Task details
Lay out the lines of the entries as a JSON list of strings, one string per line and blank lines omitted, starting with the line that contains "For the benchmark, spot each instance of the stone wall" and going on through the line that contains "(1248, 775)". Include only those lines.

Entries from a point annotation set:

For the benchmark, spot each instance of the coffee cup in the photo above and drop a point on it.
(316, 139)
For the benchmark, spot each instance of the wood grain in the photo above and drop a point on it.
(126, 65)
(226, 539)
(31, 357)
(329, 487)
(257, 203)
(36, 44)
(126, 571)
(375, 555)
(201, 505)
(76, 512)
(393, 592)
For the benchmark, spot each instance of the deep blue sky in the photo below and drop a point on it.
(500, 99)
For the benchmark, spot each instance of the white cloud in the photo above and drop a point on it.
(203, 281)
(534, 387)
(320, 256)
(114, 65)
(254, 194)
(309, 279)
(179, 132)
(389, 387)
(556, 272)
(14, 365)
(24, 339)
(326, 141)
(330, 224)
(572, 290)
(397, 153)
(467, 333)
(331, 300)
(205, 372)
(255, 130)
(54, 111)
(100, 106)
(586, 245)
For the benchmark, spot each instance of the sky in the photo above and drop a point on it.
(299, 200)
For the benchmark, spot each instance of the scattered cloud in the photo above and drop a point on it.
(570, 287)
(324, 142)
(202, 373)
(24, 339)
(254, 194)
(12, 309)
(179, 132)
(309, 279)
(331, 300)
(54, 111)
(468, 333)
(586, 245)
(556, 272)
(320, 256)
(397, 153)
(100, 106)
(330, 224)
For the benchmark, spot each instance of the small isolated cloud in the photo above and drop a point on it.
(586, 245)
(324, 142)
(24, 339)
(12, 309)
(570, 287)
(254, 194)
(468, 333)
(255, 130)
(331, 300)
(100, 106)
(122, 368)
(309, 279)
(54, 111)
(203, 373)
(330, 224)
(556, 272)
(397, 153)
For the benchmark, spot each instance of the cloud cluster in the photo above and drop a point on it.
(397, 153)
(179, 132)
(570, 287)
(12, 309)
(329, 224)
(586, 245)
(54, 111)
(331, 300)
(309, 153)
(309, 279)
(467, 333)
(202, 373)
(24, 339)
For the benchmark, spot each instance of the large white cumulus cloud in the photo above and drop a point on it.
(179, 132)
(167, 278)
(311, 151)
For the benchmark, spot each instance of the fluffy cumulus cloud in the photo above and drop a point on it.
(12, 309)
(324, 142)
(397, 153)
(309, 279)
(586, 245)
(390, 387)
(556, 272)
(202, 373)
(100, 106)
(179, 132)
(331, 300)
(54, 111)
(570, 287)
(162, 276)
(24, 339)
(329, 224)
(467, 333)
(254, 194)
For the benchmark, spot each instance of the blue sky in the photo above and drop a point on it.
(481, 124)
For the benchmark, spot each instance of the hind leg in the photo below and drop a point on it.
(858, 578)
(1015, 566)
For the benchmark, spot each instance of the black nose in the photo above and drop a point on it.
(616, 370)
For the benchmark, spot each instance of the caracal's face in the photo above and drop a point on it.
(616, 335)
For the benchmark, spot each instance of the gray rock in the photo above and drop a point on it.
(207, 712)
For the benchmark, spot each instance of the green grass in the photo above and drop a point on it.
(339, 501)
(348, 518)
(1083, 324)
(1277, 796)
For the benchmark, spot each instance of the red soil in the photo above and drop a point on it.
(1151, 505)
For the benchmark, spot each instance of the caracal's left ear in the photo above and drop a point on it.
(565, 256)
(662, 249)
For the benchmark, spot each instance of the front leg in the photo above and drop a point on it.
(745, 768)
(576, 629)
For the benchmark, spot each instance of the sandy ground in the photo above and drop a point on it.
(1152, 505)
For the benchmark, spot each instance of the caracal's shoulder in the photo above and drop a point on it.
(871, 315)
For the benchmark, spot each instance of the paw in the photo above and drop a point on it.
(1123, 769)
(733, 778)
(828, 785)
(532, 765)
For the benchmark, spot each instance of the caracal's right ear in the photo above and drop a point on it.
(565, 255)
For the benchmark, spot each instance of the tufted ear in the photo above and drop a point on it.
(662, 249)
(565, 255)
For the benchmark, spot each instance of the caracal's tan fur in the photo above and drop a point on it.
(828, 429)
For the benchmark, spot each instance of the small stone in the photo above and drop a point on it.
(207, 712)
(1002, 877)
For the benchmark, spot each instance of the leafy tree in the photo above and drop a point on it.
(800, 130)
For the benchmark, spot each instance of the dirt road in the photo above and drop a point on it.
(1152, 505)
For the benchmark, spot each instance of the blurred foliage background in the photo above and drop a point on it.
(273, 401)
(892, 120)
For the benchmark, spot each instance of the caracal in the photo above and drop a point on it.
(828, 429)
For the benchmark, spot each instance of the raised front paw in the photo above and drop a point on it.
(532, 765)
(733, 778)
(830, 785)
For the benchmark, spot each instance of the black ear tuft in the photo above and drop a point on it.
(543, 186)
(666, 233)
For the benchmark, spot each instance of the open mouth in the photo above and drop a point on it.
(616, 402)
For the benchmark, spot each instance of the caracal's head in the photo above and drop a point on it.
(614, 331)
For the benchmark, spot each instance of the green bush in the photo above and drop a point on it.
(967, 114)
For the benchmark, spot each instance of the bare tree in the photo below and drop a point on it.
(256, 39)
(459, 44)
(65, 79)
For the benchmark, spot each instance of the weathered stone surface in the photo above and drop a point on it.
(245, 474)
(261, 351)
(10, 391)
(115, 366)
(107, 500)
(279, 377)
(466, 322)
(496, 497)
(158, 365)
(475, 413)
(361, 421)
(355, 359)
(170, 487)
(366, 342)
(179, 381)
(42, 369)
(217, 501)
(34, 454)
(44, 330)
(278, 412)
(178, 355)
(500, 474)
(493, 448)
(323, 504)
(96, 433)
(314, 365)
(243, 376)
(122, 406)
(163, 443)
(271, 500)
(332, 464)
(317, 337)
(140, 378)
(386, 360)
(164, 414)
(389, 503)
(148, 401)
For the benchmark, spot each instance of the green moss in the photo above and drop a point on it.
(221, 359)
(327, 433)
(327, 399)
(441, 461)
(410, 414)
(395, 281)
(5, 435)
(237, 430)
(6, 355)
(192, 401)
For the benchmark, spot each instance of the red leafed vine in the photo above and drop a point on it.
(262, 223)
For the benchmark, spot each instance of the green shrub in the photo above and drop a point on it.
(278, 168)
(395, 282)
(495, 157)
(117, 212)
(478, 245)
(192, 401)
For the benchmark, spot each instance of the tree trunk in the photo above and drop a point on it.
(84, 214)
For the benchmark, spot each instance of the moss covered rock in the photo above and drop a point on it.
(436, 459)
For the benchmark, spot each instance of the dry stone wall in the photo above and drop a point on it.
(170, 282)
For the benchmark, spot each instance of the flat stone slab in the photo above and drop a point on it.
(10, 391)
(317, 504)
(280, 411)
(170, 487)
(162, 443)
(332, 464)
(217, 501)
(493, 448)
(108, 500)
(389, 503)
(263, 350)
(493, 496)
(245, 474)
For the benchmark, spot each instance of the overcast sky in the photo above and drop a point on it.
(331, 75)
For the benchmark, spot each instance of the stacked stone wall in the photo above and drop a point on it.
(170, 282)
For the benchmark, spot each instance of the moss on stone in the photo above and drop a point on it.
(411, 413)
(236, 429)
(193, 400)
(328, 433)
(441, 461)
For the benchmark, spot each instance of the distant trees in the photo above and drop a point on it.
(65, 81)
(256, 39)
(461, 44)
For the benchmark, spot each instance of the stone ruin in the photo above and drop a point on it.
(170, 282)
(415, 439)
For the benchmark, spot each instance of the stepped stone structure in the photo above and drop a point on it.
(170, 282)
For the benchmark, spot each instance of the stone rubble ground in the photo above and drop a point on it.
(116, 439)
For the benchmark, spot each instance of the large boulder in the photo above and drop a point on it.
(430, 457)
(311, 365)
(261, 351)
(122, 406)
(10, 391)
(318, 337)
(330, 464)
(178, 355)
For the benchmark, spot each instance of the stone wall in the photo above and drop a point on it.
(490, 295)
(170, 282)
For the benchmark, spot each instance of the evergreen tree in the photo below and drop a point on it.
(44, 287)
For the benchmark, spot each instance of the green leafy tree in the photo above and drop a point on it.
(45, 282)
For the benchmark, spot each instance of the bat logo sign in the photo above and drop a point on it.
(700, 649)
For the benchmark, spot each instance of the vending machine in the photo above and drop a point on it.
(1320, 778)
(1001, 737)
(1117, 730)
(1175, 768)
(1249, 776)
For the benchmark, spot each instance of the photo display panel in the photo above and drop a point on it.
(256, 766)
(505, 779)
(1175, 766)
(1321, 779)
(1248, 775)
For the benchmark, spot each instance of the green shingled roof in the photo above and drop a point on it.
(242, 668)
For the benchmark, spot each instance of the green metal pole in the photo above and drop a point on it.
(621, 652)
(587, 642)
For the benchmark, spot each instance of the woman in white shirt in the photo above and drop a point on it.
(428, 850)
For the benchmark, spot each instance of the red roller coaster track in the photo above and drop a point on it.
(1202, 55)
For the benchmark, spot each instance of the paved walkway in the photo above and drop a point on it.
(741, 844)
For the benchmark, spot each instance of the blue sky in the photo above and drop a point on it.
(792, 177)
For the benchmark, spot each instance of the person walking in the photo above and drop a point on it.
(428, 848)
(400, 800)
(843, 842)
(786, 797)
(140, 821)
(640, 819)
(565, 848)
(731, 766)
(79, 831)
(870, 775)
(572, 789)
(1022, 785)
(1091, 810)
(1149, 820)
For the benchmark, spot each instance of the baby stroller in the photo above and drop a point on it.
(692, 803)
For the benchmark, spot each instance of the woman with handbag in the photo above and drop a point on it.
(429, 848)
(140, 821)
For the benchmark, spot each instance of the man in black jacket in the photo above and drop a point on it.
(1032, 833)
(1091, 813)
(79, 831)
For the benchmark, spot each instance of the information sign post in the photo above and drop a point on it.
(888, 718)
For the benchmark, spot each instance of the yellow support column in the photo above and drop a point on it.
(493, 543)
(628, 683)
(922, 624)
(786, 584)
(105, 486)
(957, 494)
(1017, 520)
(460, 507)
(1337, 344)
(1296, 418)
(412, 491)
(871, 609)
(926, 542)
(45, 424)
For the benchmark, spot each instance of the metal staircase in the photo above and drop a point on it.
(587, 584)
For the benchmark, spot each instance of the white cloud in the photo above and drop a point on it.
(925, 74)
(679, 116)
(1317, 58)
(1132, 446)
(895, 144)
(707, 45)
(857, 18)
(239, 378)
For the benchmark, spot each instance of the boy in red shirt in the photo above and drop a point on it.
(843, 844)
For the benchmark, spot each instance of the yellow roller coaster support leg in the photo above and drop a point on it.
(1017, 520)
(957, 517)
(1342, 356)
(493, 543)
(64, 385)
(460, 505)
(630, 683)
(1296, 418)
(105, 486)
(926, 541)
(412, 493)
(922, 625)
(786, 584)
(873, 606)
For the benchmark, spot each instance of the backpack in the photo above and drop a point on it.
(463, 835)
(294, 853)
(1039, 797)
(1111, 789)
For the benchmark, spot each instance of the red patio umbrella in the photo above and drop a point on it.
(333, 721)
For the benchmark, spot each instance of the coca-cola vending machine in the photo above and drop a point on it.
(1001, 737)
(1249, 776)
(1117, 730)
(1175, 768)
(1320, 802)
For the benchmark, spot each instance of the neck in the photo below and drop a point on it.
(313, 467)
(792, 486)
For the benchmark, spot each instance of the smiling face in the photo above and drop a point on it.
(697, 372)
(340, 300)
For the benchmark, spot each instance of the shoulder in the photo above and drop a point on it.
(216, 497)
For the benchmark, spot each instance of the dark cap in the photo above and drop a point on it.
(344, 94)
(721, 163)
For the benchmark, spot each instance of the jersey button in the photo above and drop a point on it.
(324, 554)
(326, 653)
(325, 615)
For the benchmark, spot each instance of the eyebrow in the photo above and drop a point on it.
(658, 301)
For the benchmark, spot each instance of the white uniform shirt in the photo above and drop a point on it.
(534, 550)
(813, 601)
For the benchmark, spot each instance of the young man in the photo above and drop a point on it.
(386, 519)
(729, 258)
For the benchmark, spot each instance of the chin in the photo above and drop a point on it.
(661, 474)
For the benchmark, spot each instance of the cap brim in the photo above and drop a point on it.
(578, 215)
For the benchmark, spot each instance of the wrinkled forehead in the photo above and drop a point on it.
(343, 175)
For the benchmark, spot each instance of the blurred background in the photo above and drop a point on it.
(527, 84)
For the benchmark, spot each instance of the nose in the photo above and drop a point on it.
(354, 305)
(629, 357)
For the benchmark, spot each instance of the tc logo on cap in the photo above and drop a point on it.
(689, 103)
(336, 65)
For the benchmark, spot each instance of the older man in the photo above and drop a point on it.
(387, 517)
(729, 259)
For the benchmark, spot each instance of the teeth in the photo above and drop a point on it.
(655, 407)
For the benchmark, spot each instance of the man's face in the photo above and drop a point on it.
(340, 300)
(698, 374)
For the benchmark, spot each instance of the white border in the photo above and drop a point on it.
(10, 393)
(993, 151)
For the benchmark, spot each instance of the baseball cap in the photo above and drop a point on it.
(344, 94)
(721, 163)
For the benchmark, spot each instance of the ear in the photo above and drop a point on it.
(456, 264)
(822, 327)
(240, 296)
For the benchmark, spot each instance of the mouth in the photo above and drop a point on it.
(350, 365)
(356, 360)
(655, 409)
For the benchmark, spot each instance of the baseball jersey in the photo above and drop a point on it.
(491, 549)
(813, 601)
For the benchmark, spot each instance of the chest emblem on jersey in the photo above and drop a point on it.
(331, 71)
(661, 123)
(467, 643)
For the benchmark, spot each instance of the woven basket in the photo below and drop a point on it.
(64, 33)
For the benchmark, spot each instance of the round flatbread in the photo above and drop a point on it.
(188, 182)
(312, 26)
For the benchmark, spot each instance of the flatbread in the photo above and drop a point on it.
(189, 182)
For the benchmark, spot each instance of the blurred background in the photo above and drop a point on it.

Exercise response
[
  "For the benchmark, spot each instance of the stone wall in the photo above and drop a point on it.",
  "(490, 295)",
  "(170, 282)",
  "For the benchmark, spot each instance of the evergreen tree in the photo below and drop a point on it.",
  "(44, 287)",
  "For the benchmark, spot each instance of the green leafy tree in the photo above and drop a point on it.",
  "(45, 282)",
  "For the benchmark, spot each instance of the bat logo sign in the photo above and drop a point on it.",
  "(700, 649)",
  "For the benchmark, spot each instance of the vending machine in the photo above and drop a point on it.",
  "(1320, 778)",
  "(1001, 737)",
  "(1117, 730)",
  "(1175, 768)",
  "(1249, 776)",
  "For the benchmark, spot each instance of the photo display panel in the photo above and drop a point on it.",
  "(256, 766)",
  "(505, 779)",
  "(1175, 766)",
  "(1321, 779)",
  "(1248, 775)"
]